## What you will do
A – Answer these questions about the echo redirect thread:
(i) Which command do the work scripts use, together with file redirects, to send output to both the terminal and a log file?
(ii) Which line of output fails to reach the file?
(iii) What is the test script called?
B – Continue the thread about echo redirects from the point where its text ends.
== Supplied passage ==
Search code examples
linuxbashloggingecho

Use of echo >> produces inconsistent results


I've been trying to understand a problem that's cropped up with some of the scripts we use at work.

To generate many of our script logs, we utilize the exec command and file redirects to print all output from the script to both the terminal and a log file. Occasionally, for information that doesn't need to be displayed to the user, we do a straight redirect to the log file.

The issue we're seeing occurs on the last line of output to the file when we're printing the number of errors that occurred during that execution: The text doesn't get printed to the file.

In an attempt to diagnose the problem, I wrote a simplified version of our production script (script1.bash) and a test script (script2.bash) to try to tease out the problem.

script1.bash

#!/bin/bash
log_name="${USER}_`date +"%Y%m%d-%H%M%S"`_${HOST}_${1}.log"
log="/tmp/${log_name}"
log_tmp="/tmp/temp_logs"
===
== Study material ==
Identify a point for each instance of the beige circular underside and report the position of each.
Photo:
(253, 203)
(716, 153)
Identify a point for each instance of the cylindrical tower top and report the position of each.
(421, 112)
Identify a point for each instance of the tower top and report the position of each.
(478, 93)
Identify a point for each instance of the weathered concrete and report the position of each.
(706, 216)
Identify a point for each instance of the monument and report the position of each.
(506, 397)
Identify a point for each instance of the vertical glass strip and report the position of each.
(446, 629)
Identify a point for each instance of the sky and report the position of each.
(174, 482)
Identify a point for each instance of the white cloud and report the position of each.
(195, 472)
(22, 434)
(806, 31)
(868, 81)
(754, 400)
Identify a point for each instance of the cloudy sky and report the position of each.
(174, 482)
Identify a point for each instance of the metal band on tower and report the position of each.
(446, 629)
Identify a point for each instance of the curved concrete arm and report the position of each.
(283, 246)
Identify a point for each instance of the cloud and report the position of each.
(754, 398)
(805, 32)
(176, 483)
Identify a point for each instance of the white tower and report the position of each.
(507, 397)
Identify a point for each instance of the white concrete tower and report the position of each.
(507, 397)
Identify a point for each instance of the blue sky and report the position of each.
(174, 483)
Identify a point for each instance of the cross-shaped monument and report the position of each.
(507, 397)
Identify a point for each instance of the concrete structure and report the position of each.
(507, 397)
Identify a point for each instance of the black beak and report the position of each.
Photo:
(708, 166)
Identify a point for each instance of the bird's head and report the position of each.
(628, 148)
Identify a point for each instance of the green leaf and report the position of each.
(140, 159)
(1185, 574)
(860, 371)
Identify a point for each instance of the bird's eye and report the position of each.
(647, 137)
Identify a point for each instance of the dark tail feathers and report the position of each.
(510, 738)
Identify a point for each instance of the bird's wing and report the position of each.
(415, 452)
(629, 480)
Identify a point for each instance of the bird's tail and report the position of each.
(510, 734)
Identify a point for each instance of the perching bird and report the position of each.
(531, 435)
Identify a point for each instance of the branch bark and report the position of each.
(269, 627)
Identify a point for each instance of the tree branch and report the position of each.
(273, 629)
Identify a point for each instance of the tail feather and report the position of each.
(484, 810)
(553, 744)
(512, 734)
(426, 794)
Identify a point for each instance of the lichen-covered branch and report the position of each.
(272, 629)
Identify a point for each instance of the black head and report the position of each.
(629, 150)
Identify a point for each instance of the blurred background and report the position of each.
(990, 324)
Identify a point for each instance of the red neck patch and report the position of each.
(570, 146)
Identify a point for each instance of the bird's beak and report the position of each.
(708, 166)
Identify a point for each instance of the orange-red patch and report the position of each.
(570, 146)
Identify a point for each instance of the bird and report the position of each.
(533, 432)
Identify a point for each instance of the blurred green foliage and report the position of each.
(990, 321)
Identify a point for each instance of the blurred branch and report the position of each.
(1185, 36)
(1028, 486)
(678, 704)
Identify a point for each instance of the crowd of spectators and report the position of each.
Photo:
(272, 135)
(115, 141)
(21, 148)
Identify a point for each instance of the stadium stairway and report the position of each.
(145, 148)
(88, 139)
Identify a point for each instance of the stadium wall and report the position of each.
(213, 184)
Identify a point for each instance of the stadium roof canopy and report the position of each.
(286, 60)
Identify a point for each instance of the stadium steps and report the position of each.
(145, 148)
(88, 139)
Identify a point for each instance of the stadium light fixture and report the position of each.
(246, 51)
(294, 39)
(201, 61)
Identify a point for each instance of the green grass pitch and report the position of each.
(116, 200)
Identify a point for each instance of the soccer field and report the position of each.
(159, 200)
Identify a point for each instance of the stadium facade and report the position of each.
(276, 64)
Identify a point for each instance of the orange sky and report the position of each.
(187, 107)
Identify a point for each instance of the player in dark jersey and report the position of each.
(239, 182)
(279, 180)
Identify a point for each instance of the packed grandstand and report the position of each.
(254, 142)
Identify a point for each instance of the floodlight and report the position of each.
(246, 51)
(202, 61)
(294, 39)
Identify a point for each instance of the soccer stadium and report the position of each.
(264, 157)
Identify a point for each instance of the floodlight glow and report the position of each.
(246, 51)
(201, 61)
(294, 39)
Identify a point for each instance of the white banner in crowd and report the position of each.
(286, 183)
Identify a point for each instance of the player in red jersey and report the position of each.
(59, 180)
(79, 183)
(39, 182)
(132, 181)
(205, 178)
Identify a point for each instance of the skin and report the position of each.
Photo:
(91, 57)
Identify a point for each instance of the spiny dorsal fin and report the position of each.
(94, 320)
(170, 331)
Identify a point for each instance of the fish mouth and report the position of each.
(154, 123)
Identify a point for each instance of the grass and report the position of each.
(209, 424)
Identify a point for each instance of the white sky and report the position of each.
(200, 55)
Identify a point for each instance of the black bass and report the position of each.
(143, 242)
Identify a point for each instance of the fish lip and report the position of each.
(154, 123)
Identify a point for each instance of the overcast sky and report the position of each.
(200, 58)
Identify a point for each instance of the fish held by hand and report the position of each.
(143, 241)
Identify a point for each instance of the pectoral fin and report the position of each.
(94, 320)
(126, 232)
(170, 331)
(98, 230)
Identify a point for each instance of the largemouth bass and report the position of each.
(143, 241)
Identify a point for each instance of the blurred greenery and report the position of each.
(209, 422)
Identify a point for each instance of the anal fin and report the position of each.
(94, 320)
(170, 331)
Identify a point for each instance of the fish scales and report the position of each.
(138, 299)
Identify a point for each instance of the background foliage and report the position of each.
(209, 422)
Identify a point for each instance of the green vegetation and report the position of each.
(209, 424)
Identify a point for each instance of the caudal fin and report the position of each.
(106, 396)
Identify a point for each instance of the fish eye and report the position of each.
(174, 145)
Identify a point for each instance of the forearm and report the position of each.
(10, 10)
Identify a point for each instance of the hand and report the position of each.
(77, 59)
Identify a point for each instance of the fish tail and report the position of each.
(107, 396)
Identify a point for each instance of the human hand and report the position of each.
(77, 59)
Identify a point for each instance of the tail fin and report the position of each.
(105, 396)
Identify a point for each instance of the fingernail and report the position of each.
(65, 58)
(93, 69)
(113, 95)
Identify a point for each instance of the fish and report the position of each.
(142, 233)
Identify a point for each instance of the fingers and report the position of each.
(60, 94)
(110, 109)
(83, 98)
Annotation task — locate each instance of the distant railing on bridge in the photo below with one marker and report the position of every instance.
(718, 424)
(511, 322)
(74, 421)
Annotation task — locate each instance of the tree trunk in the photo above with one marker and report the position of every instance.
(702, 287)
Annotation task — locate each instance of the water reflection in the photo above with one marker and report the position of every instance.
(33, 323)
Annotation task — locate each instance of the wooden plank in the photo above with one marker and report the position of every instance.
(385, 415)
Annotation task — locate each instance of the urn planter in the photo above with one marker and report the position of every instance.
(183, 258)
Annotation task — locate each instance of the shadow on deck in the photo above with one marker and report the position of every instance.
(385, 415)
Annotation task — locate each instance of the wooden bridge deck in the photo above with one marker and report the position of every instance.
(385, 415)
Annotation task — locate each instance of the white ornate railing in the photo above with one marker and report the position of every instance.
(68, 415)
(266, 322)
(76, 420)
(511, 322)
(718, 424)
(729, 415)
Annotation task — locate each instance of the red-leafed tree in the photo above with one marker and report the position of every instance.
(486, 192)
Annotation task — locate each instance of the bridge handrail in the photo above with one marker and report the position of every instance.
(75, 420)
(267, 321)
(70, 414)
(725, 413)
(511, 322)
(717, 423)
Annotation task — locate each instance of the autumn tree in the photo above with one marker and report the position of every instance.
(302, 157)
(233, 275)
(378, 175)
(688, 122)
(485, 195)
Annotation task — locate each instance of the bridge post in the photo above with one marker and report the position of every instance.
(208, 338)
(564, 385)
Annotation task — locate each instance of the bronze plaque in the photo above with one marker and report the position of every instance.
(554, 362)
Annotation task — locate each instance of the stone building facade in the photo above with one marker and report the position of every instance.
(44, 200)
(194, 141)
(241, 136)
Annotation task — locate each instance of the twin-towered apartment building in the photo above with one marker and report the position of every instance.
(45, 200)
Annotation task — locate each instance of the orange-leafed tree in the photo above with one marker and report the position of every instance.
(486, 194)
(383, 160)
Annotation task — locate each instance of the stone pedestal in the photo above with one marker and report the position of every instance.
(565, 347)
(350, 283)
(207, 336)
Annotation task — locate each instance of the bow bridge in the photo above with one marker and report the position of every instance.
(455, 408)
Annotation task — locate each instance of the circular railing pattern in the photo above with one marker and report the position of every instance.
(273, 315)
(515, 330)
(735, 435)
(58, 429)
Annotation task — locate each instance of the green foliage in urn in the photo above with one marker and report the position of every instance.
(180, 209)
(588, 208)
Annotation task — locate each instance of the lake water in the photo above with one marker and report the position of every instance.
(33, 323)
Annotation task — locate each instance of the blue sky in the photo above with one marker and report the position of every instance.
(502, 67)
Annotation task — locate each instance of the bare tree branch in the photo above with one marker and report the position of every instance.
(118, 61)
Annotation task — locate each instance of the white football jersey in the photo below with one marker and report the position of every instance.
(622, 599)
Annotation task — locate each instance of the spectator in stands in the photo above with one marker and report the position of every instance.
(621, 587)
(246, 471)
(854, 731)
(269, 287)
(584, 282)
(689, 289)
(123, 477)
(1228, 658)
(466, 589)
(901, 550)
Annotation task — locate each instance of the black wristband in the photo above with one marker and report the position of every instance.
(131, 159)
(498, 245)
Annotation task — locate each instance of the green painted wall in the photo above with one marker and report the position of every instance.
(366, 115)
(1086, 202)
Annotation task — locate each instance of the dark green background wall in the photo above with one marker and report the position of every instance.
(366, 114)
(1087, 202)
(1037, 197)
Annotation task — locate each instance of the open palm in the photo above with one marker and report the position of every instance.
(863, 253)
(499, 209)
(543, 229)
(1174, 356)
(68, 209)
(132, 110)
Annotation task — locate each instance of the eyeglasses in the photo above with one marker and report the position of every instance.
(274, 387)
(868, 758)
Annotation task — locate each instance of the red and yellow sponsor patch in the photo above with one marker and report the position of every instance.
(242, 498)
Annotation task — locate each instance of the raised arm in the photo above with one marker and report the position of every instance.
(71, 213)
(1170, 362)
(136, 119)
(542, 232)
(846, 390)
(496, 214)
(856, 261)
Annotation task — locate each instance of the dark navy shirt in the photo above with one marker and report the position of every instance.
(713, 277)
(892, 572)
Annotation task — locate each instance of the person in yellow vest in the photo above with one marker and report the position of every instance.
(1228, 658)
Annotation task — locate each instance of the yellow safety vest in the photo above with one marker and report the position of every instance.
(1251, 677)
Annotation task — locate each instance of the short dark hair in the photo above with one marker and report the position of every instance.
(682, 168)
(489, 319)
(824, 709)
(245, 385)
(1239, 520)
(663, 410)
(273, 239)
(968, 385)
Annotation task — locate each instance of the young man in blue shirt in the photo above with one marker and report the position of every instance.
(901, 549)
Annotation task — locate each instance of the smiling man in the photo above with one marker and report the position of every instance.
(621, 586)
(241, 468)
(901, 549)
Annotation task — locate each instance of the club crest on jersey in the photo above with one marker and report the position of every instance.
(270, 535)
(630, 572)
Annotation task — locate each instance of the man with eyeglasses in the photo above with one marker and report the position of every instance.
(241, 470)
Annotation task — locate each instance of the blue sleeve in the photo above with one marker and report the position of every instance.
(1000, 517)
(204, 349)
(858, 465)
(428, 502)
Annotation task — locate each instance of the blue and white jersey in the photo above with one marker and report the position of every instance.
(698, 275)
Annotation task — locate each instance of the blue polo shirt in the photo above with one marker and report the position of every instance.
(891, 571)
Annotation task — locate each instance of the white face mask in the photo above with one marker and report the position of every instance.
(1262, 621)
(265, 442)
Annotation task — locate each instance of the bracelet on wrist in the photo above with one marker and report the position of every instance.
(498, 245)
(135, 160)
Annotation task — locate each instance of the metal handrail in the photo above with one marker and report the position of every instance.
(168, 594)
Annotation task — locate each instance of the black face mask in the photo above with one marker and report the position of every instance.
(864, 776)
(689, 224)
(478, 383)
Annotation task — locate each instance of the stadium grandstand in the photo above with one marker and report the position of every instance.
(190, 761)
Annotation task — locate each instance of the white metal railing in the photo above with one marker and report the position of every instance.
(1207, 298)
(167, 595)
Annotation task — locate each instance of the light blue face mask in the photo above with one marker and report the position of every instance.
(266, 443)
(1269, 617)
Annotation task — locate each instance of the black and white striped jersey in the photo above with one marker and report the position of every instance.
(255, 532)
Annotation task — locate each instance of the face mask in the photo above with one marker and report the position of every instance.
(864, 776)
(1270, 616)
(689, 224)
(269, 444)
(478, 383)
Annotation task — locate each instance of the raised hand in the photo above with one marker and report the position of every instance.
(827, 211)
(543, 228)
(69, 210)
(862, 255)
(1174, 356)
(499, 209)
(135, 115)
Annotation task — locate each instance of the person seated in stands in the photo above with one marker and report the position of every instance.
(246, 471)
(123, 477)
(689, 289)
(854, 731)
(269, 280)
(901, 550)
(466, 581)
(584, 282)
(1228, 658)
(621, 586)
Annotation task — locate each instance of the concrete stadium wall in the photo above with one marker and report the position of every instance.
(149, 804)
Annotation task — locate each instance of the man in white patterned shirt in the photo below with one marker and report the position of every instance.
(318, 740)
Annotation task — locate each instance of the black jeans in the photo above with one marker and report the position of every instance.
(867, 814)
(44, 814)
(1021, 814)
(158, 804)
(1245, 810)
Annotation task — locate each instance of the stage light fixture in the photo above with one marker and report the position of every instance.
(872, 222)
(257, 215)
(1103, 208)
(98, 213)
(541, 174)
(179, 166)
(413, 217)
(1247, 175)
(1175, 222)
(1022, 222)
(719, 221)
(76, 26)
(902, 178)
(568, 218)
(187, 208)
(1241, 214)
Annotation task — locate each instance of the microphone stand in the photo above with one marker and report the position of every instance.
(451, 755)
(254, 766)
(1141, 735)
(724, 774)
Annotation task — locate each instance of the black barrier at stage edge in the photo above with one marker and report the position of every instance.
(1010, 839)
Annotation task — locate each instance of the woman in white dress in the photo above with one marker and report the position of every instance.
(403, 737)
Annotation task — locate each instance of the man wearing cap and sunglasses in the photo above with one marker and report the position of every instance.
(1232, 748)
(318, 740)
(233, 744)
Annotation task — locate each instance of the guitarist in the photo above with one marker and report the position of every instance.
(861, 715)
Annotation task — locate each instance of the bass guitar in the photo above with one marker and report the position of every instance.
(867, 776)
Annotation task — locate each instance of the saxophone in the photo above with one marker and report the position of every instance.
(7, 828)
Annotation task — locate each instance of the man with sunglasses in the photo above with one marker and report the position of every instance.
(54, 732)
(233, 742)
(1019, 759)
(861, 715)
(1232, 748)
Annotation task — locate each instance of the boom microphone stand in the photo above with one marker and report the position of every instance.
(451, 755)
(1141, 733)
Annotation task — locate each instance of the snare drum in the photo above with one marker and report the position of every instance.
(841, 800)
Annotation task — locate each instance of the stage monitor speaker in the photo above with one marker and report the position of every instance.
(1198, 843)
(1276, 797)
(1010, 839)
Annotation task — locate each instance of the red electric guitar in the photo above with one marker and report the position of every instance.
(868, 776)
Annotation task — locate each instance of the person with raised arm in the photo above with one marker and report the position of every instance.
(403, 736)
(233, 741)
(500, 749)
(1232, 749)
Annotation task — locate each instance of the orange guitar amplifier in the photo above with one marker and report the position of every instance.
===
## Solved problems
A –
(i) The exec command.
(ii) The last line, which prints the number of errors from that run.
(iii) script2.bash

B –
err_count=0

finish()
{
   local ecode=0
   if [ $# -eq 1 ]; then
      ecode=${1}
   fi

   # This is the problem line
   echo "Error Count: ${err_count}" >> "${log}"

   mvlog
   local success=$?

   exec 1>&3 2>&4

   if [ ${success} -ne 0 ]; then
      echo ""
      echo "WARNING: Failed to save log file to ${log_tmp}"
      echo ""
      ecode=$((ecode+1))
   fi

   exit ${ecode}
}

mvlog()
{
   local ecode=1

   if [ ! -d "${log_tmp}" ]; then
      mkdir -p "${log_tmp}"
      chmod 775 "${log_tmp}"
   fi

   if [ -d "${log_tmp}" ]; then
      rsync -pt --bwlimit=4096 "${log}" "${log_tmp}/${log_name}" 2> /dev/null
      [ $? -eq 0 ] && ecode=0

      if [ ${ecode} -eq 0 ]; then
         rm -f "${log}"
      fi
   fi
}

exec 3>&1 4>&2 >(tee "${log}") 2>&1

ecode=0

echo
echo "Some text"
echo

finish ${ecode}

script2.bash

#!/bin/bash
runs=10000
logdir="/tmp/temp_logs"

if [ -d "${logdir}" ]; then
   rm -rf "${logdir}"
fi

for i in $(seq 1 ${runs}); do
   echo "Conducting run #${i}/${runs}..."
   ${HOME}/bin/script1.bash ${i}
done

echo "Scanning logs from runs..."

total_count=`find "${logdir}" -type f -name "*.log*" | wc -l`
missing_count=`grep -L 'Error Count:' ${logdir}/*.log* | grep -c /`

echo "Number of runs performed: ${runs}"
echo "Number of log files generated: ${total_count}"
echo "Number of log files missing text: ${missing_count}"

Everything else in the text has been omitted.